Reduce the material below to its lines containing "receives".

[[ RECORDS TO PROCESS, beginning ]]

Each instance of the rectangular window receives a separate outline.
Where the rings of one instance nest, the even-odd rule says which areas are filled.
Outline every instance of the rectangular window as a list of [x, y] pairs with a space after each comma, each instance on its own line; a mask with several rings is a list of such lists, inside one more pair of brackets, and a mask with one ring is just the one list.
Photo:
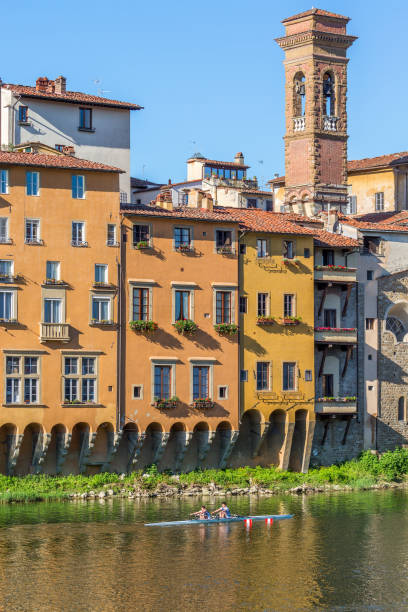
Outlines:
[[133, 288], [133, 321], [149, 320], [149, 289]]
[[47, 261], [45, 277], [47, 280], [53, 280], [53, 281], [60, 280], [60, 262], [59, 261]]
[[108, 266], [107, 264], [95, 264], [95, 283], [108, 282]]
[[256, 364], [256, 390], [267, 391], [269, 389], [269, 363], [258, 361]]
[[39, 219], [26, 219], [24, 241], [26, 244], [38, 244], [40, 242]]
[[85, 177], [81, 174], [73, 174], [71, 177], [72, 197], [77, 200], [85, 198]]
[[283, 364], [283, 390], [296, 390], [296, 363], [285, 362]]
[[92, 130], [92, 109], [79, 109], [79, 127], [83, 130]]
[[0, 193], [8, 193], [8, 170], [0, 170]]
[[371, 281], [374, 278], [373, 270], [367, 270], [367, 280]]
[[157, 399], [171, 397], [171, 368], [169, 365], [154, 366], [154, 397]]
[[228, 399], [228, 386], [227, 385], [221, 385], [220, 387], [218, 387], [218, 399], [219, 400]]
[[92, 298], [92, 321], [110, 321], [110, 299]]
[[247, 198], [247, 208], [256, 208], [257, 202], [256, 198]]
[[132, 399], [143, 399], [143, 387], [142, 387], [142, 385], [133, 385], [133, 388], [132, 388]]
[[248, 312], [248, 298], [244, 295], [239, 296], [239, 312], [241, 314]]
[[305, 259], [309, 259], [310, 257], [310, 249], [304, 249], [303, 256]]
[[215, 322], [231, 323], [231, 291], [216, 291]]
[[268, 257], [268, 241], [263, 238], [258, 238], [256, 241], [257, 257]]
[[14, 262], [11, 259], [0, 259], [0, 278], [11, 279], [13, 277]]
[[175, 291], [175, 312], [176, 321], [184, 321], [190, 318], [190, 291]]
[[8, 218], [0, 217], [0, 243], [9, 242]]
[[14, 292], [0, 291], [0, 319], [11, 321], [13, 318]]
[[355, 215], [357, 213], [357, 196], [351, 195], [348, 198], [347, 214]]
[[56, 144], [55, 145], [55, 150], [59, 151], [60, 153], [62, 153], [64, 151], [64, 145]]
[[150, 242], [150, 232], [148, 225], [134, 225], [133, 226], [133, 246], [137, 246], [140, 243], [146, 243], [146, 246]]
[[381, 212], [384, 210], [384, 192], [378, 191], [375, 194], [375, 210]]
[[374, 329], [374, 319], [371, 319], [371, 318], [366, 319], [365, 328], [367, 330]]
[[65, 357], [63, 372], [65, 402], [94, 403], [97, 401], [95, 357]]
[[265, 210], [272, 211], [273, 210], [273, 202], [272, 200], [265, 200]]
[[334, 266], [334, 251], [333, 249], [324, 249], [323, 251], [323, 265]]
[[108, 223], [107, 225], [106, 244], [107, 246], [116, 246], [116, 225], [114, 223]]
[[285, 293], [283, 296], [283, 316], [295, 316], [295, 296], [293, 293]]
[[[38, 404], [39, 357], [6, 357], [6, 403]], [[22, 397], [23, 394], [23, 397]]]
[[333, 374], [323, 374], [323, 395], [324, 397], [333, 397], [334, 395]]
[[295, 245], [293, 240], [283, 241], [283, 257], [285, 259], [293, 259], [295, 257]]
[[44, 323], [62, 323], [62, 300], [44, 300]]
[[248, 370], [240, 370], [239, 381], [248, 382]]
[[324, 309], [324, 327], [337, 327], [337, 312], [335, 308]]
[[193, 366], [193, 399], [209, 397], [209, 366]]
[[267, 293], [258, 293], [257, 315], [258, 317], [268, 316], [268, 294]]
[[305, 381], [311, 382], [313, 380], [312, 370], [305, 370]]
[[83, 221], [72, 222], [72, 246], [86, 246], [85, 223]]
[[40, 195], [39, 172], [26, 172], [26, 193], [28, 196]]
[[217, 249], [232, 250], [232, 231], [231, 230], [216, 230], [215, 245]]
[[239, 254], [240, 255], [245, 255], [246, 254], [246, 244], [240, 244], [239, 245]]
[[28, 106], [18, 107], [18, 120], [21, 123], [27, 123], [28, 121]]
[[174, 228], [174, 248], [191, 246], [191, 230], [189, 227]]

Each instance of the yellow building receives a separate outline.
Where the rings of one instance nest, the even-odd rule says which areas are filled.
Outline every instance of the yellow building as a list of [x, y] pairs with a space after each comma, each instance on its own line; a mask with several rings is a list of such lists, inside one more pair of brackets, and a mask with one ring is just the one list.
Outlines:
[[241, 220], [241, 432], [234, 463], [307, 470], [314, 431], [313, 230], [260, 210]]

[[ RECORDS TO PROCESS, end ]]
[[ RECORDS TO PROCESS, beginning ]]

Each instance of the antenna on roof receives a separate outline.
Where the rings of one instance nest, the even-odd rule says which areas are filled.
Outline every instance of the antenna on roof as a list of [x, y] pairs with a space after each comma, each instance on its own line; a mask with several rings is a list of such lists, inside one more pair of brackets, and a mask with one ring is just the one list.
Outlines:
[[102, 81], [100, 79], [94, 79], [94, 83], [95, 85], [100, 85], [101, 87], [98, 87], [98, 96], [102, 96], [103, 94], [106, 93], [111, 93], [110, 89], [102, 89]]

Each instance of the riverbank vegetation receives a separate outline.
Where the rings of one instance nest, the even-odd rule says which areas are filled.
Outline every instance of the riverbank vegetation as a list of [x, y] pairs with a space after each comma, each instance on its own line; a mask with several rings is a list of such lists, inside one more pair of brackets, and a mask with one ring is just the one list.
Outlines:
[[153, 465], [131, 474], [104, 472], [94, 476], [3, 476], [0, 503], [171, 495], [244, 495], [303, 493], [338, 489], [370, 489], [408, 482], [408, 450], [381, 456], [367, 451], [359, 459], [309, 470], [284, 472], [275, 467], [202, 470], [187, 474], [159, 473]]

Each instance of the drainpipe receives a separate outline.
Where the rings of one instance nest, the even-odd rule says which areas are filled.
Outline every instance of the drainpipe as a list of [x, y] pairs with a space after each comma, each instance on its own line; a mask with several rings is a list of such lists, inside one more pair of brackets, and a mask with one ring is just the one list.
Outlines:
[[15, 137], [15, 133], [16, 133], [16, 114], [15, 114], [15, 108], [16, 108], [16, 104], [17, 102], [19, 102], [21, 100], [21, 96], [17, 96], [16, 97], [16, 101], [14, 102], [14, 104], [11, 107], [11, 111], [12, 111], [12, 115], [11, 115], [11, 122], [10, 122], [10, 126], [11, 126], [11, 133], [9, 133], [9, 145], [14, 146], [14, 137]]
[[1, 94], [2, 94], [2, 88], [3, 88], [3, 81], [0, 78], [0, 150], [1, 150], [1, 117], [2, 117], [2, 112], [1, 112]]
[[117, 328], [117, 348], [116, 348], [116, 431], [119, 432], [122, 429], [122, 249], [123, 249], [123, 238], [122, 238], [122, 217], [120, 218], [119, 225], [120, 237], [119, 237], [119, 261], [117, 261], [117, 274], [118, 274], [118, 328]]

[[ RECORDS TO PROCESS, end ]]

**FINISHED EXERCISE**:
Each instance of the rectangular window receives a separate outline.
Each instance of the yellow building receives a separate outline.
Each instance of the antenna on roof receives a separate outline.
Each instance of the riverbank vegetation receives a separate outline.
Each instance of the drainpipe receives a separate outline.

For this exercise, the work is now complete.